DATASET CONTENT
----------------------------------------
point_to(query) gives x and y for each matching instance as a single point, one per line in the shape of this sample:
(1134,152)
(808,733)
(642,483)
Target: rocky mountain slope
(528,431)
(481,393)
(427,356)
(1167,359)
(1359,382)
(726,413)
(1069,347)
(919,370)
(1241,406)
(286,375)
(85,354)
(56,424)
----------------------------------------
PROBLEM
Rescale these rows by writing out every line again, requests included. Multiply each coordinate in the answers by 0.9 and round to the nearest whole number, with halves rounded up. Leave the numbers in the requests and their sample lines as they are.

OUTPUT
point_to(query) gives x and y for each matching instance as a single point, one per line in the shape of this sample:
(1134,152)
(808,733)
(642,483)
Target: rocky mountain slope
(475,388)
(433,354)
(384,320)
(1050,323)
(1223,344)
(653,372)
(962,312)
(827,333)
(1117,365)
(257,338)
(77,319)
(50,382)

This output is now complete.